Problem statement => Output every line of the listing below as a JSON list of strings, one string per line, with blank lines and the pictures left out.

Task input =>

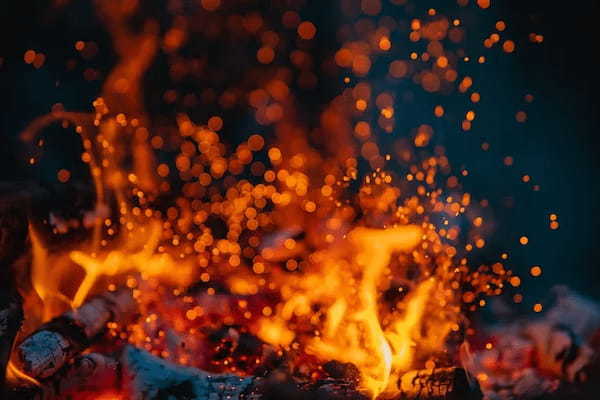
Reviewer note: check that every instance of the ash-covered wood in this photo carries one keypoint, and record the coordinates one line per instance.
(44, 352)
(149, 377)
(439, 384)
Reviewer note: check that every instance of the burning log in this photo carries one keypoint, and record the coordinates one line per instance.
(439, 384)
(83, 379)
(13, 236)
(48, 349)
(11, 317)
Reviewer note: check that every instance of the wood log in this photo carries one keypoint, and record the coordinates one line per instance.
(47, 350)
(13, 238)
(439, 384)
(84, 378)
(138, 375)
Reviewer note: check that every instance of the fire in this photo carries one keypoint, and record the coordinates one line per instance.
(355, 244)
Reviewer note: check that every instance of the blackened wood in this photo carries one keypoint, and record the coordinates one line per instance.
(48, 349)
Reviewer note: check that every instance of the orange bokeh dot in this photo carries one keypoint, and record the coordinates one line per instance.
(307, 30)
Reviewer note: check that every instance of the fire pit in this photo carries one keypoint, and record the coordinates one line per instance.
(234, 240)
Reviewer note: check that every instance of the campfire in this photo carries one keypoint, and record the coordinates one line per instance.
(309, 253)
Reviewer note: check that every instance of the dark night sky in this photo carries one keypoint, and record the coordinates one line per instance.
(558, 145)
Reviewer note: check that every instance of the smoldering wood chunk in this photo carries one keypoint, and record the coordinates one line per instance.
(439, 384)
(47, 350)
(340, 370)
(13, 234)
(150, 378)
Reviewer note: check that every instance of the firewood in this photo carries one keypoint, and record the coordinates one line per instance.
(45, 351)
(439, 384)
(149, 377)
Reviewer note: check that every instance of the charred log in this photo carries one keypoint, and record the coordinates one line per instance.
(439, 384)
(48, 349)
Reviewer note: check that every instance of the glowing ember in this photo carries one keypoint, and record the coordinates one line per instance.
(331, 238)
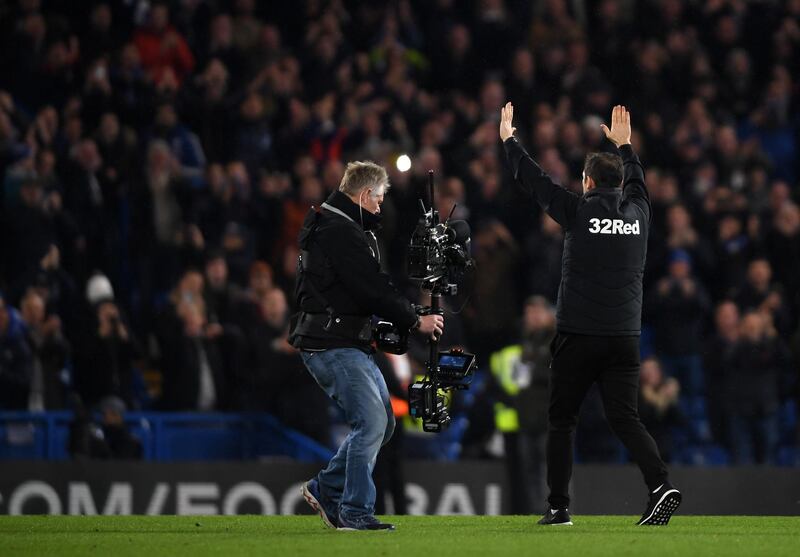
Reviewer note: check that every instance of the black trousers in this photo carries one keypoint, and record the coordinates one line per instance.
(613, 362)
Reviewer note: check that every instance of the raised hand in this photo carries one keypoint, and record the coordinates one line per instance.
(506, 116)
(620, 132)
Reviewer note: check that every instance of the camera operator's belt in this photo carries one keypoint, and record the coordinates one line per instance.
(323, 325)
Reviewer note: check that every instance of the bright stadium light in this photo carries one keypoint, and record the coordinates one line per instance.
(403, 163)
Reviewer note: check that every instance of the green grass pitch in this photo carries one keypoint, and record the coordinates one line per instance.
(457, 536)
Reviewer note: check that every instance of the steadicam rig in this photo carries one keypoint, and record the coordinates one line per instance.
(439, 257)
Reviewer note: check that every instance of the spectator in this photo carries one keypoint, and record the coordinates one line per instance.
(521, 373)
(162, 49)
(16, 362)
(717, 362)
(104, 358)
(50, 352)
(544, 259)
(193, 373)
(108, 440)
(677, 308)
(135, 148)
(758, 382)
(760, 293)
(658, 406)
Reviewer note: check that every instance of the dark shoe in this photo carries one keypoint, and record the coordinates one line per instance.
(313, 497)
(368, 522)
(663, 502)
(556, 517)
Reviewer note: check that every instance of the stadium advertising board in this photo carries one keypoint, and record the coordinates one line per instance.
(478, 487)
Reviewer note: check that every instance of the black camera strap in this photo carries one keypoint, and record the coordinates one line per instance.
(302, 261)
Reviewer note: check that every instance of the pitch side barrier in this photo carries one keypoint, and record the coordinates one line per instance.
(273, 487)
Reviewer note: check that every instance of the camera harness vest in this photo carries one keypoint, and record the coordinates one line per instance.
(355, 327)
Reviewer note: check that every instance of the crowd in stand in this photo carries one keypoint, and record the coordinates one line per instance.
(157, 160)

Response to the task =>
[
  "Reviewer note: check that every instance of the ash-covered wood in this photo carries one keypoint, and record the coordinates one line per instance.",
  "(44, 352)",
  "(149, 377)",
  "(439, 384)",
  "Reviewer note: check that every instance of the burning log in this photo carries one keypoint, and record the coordinates one line per instance.",
  "(439, 384)",
  "(83, 379)",
  "(13, 236)",
  "(48, 349)",
  "(11, 317)",
  "Reviewer note: check that every instance of the wood log in this photo carries one keypoint, and record the coordinates one line per instance.",
  "(47, 350)",
  "(13, 238)",
  "(439, 384)",
  "(84, 378)",
  "(138, 375)",
  "Reviewer note: check that every instance of the fire in this photo carries one keypoint, and record the coordinates one line per instance.",
  "(355, 244)",
  "Reviewer note: check that every instance of the blackened wood in this photo carries one keypoint, and record the coordinates one line per instance.",
  "(48, 349)",
  "Reviewer note: check that every instance of the orange bokeh dot in this photo carries one keypoint, and record the coordinates one line per instance.",
  "(307, 30)",
  "Reviewer note: check that every instance of the fire pit in this photo carries one keypoint, and record the coordinates one line per instance.",
  "(234, 240)",
  "Reviewer note: check that every instance of the campfire in this photo carries one keypoint, and record the coordinates one line per instance.",
  "(309, 253)",
  "Reviewer note: check that every instance of the dark night sky in this photo carries one keypoint, and record the coordinates one line per instance.",
  "(558, 145)",
  "Reviewer note: check that every instance of the smoldering wood chunk in this photo carries one keypoint, and record the coordinates one line per instance.",
  "(439, 384)",
  "(47, 350)",
  "(340, 370)",
  "(13, 234)",
  "(150, 378)",
  "Reviewer note: check that every instance of the firewood in this photo carries one keypoint, and record the coordinates one line per instance.",
  "(45, 351)",
  "(439, 384)",
  "(149, 377)",
  "Reviewer note: check that every instance of the charred log in this photo carries one keypoint, and record the coordinates one line per instance.",
  "(439, 384)",
  "(48, 349)",
  "Reviewer note: check that every instance of the glowing ember in this photo carries one keypoint, and record the coordinates one line per instance.",
  "(331, 238)",
  "Reviewer note: check that every instance of the black trousers in this photo carries one keypoint, and record the coordinates one line per instance.",
  "(613, 362)",
  "Reviewer note: check that every instance of the raised hand in this photo carries one keypoint, and record the coordinates one line per instance.",
  "(506, 116)",
  "(620, 132)",
  "Reviewer note: check that every instance of the camera operator's belt in this photo carries one keypoint, and record the coordinates one line per instance.",
  "(323, 325)",
  "Reviewer note: check that every instance of the bright stadium light in this photo carries one keypoint, and record the coordinates one line per instance.",
  "(403, 163)",
  "Reviewer note: check that every instance of the green grass pitch in this photo carries one keypoint, and record the coordinates one line per instance.",
  "(457, 536)",
  "Reviewer note: check that every instance of the steadicam rig in this photo carries one keypoint, and record the coordinates one line per instance.",
  "(439, 257)",
  "Reviewer note: check that every instance of the spectator in this photo carries one keypoint, and record the coordinates one line per instance.",
  "(521, 373)",
  "(162, 49)",
  "(16, 362)",
  "(717, 362)",
  "(104, 358)",
  "(50, 352)",
  "(544, 259)",
  "(193, 373)",
  "(108, 440)",
  "(677, 308)",
  "(135, 148)",
  "(758, 382)",
  "(760, 293)",
  "(658, 406)",
  "Reviewer note: check that every instance of the dark shoe in this photo carries one keypoint, and record the coordinates one line per instance.",
  "(313, 497)",
  "(368, 522)",
  "(663, 502)",
  "(556, 517)",
  "Reviewer note: check that every instance of the stadium advertising board in this photo carries one keypoint, and record the coordinates one line per instance.",
  "(478, 487)",
  "Reviewer note: check that every instance of the black camera strap in this photo carries one keypoint, and record the coordinates one line per instance.",
  "(302, 261)",
  "Reviewer note: check that every instance of the pitch side barrier in this photo carries one keypoint, and record the coordinates one line per instance.",
  "(273, 487)",
  "Reviewer note: check that every instance of the camera harness vest in this photo carries one keypoint, and record the coordinates one line per instance.",
  "(355, 327)",
  "Reviewer note: check that every instance of the crowd in stand in this photo carries one keypoint, and record the coordinates one line per instance.",
  "(157, 160)"
]